**REQUIRED ACTION:** Extract from the entries below, exactly as given, only the lines from the line containing "the boat cabin" to the line containing "the blue stadium seat", both lines included.

(Beginning of SUPPLIED INFORMATION)

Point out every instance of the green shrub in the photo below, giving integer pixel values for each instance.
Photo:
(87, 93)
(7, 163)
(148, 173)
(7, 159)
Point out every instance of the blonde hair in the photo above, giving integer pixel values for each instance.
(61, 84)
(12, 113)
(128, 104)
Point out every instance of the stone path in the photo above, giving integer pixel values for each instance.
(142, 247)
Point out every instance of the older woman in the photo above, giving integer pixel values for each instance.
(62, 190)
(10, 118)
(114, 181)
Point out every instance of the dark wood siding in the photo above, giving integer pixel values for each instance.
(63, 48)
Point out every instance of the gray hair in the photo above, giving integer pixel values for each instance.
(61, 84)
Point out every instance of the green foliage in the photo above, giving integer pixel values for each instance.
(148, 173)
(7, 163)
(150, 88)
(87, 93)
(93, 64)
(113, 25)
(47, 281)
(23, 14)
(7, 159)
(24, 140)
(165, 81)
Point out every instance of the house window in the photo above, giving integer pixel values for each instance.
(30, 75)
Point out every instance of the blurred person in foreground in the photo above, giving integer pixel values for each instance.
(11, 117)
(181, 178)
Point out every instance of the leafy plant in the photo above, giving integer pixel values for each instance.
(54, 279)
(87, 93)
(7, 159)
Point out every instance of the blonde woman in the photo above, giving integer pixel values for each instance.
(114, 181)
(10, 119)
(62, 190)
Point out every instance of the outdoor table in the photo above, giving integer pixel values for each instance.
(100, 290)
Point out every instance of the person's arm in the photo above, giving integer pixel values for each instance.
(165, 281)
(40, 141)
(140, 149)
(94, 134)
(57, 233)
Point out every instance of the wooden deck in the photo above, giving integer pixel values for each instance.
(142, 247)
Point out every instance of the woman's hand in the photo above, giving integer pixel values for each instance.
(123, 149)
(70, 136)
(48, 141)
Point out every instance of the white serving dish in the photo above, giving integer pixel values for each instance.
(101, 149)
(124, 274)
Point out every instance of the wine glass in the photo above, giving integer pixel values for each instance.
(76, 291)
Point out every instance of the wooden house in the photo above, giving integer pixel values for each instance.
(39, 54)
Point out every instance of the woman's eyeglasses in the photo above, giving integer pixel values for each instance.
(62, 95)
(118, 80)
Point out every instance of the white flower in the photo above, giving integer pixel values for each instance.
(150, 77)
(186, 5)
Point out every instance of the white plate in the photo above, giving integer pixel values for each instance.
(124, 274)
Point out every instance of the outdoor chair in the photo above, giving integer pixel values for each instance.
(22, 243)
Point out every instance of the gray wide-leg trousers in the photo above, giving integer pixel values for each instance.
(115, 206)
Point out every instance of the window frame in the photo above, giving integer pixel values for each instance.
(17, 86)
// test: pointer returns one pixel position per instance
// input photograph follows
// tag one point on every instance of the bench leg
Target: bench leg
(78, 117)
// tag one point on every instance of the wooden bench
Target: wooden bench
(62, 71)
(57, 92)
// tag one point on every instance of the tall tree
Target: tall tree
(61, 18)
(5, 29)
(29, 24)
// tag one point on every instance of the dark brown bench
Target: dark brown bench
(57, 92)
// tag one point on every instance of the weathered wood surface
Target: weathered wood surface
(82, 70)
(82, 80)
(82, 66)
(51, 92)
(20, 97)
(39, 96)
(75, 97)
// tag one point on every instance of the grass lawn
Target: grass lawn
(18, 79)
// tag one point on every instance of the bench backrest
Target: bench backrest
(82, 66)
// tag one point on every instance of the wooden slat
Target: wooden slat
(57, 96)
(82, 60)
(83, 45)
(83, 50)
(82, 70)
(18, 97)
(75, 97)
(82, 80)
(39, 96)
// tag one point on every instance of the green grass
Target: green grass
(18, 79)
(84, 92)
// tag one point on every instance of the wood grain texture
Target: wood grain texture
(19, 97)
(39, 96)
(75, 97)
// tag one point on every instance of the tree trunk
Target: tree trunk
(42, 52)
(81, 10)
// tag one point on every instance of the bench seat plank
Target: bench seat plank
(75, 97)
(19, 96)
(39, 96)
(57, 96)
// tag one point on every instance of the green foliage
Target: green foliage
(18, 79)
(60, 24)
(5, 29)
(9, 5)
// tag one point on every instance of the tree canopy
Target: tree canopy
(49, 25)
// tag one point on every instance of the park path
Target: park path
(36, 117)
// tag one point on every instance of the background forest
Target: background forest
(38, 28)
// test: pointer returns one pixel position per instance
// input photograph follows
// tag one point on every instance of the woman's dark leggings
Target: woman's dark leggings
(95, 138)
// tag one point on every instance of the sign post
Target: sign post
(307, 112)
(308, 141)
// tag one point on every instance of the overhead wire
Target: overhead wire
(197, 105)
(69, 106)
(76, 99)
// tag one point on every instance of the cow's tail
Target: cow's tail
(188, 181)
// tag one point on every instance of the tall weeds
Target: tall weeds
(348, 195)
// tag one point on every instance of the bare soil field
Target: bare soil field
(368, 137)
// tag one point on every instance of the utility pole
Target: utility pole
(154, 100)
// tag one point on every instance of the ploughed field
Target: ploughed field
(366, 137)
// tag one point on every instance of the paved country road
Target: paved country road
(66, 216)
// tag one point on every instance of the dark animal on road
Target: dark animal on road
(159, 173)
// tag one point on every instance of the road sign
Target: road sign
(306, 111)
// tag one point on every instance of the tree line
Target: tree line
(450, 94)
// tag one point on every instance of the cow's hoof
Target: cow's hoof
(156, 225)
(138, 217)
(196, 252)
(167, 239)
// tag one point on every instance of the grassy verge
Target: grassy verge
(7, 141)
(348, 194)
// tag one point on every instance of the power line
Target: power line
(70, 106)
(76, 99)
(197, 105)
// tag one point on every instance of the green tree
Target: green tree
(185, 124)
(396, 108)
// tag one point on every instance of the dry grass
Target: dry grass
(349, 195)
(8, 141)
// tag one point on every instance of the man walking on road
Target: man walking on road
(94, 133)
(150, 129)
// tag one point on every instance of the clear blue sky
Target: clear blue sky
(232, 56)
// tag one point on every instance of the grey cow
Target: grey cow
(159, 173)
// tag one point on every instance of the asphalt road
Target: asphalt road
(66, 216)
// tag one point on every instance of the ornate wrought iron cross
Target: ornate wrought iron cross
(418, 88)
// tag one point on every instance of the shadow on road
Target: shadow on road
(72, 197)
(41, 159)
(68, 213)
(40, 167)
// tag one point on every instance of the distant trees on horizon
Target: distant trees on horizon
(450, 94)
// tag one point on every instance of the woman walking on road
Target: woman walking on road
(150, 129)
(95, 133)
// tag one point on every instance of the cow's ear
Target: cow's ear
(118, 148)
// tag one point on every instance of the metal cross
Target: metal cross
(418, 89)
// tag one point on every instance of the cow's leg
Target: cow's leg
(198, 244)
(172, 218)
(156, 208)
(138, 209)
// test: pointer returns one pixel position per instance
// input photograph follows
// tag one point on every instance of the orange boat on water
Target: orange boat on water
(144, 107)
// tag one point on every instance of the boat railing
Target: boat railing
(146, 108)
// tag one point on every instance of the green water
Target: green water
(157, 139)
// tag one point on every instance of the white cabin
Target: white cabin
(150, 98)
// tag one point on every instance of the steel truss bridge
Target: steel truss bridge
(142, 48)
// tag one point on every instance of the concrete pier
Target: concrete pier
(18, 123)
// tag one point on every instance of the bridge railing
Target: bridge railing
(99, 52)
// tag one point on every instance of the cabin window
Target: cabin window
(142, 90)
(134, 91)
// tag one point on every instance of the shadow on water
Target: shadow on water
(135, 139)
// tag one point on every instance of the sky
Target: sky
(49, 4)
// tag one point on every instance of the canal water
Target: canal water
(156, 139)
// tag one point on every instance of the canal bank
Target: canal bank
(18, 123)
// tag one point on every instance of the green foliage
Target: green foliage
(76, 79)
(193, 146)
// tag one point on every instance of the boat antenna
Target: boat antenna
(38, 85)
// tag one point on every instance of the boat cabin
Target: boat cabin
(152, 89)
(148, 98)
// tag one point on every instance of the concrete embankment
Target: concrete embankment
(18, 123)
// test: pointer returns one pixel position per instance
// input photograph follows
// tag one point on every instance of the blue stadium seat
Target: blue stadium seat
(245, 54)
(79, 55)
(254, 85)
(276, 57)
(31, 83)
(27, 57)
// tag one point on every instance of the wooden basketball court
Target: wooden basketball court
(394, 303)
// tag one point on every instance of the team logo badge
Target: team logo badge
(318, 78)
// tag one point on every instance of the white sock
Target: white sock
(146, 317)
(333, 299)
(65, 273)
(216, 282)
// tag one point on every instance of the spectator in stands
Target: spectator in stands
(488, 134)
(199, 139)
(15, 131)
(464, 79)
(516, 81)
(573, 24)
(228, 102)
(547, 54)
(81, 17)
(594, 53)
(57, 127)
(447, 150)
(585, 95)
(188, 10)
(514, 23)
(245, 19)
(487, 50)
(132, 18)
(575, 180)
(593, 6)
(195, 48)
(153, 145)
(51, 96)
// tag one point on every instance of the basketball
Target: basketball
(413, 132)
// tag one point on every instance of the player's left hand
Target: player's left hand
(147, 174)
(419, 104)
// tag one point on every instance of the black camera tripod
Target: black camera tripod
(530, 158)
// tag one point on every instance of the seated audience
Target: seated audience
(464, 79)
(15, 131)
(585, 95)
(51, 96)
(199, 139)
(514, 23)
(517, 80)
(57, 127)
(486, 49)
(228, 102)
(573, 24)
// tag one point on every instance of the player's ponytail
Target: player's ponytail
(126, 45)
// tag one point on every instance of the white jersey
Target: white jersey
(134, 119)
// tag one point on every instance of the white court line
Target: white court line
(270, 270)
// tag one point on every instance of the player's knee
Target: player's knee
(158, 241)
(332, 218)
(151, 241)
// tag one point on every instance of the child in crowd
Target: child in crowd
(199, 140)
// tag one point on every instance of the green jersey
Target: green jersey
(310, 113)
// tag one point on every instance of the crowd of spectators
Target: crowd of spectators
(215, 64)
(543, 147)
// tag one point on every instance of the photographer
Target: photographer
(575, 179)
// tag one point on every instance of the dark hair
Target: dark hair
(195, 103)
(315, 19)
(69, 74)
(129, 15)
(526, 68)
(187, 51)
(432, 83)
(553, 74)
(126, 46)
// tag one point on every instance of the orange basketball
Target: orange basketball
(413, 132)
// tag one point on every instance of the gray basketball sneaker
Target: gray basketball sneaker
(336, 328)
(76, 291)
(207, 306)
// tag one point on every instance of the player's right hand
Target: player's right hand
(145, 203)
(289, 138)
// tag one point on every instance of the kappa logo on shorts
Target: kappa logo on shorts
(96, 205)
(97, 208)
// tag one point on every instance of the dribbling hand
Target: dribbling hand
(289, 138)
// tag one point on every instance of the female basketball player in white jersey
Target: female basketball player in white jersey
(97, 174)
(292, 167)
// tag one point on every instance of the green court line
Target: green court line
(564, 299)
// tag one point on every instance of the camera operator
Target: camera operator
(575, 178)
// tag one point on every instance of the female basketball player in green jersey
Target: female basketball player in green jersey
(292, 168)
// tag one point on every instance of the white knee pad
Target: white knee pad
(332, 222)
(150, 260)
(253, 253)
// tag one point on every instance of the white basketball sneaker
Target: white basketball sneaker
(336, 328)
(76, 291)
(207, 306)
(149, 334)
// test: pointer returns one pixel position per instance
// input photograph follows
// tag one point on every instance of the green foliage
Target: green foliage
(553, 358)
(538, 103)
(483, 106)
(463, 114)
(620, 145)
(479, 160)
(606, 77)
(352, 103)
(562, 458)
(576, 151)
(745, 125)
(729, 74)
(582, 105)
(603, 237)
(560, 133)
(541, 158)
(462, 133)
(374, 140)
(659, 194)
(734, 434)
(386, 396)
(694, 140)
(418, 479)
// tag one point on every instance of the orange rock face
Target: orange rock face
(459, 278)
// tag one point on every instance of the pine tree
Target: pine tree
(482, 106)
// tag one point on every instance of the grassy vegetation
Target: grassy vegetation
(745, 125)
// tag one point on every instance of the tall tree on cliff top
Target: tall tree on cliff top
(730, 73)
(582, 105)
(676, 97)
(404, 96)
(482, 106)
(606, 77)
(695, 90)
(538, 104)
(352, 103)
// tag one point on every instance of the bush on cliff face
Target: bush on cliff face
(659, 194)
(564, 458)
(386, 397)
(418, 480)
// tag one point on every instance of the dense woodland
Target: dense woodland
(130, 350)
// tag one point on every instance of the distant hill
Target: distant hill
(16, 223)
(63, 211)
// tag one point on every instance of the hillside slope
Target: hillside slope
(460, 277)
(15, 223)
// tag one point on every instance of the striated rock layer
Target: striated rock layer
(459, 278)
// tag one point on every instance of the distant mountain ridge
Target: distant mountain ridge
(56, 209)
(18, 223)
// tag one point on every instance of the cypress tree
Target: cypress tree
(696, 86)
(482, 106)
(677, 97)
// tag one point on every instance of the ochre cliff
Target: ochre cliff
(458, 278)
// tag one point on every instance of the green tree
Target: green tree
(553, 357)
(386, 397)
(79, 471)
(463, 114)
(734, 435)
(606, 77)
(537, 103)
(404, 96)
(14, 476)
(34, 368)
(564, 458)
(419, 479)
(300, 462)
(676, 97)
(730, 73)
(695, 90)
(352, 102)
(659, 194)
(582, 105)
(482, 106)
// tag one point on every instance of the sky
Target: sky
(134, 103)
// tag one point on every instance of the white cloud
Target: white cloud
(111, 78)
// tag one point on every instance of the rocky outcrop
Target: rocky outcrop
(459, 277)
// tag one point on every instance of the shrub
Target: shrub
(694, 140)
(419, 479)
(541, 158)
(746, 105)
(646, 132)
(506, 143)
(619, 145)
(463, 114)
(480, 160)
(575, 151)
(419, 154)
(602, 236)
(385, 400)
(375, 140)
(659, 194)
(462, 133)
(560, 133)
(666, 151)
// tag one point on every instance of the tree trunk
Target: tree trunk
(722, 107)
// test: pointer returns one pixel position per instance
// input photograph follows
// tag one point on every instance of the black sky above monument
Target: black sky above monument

(End of SUPPLIED INFORMATION)

**TASK ANSWER:**
// tag one point on every instance of the boat cabin
Target: boat cabin
(152, 89)
(148, 98)
// tag one point on every instance of the concrete embankment
Target: concrete embankment
(18, 123)
// test: pointer returns one pixel position per instance
// input photograph follows
// tag one point on every instance of the blue stadium seat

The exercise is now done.